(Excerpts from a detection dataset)
****************************************
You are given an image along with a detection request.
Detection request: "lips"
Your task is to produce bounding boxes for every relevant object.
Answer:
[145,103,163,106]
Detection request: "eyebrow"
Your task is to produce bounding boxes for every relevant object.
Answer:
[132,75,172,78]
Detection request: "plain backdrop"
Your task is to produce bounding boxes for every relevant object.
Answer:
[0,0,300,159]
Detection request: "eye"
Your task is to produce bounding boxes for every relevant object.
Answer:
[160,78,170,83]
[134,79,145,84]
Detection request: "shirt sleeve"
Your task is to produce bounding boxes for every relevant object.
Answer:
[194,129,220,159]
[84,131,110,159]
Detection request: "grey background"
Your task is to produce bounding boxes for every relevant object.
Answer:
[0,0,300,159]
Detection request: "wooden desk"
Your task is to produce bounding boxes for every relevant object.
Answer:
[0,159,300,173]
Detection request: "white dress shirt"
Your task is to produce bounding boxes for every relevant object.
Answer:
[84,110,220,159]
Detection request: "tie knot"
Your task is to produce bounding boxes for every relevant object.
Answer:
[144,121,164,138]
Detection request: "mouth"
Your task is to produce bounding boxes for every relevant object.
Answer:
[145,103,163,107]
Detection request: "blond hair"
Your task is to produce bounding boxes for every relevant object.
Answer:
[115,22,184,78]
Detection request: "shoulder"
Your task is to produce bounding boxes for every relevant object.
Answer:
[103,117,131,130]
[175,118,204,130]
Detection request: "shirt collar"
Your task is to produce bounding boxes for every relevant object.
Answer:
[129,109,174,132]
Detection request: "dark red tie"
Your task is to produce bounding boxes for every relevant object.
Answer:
****************************************
Word for word, write out the data.

**ANSWER FOR THIS EXERCISE**
You are given an image along with a detection request.
Detection request: "lips"
Your task is to produce bounding boxes for every relevant object.
Answer:
[145,103,163,106]
Detection request: "eyebrow"
Your task is to produce bounding boxes for every relevant object.
Answer:
[132,75,172,78]
Detection request: "plain backdrop"
Your task is to produce bounding boxes for every relevant object.
Answer:
[0,0,300,159]
Detection request: "eye"
Your task is to produce bounding boxes for every relevant object.
Answer:
[160,78,170,83]
[134,79,145,84]
Detection request: "shirt sleeve"
Your task is to produce bounding boxes for every relevant object.
Answer:
[194,129,220,159]
[84,131,110,159]
Detection request: "grey background"
Your task is to produce bounding boxes for every relevant object.
Answer:
[0,0,300,159]
Detection request: "wooden desk"
Your task is to produce bounding boxes for every relevant object.
Answer:
[0,159,300,173]
Detection request: "white dress shirt"
Your task is to produce bounding boxes for every relevant object.
Answer:
[84,110,220,159]
Detection request: "tie knot"
Your task is to produce bounding boxes for every relevant object.
Answer:
[144,121,164,138]
Detection request: "mouth"
Your task is to produce bounding boxes for every relevant object.
Answer:
[145,103,163,107]
Detection request: "blond hair"
Your task is to produce bounding boxes for every relevant object.
Answer:
[115,22,184,78]
Detection request: "shoulder"
Your task is to produce bounding boxes for every relevant object.
Answer:
[103,117,131,130]
[175,118,204,130]
Detection request: "shirt collar"
Your task is to produce bounding boxes for every relevant object.
Answer:
[129,109,174,132]
Detection request: "dark red tie"
Your task is to produce bounding boxes for every relevant object.
Answer:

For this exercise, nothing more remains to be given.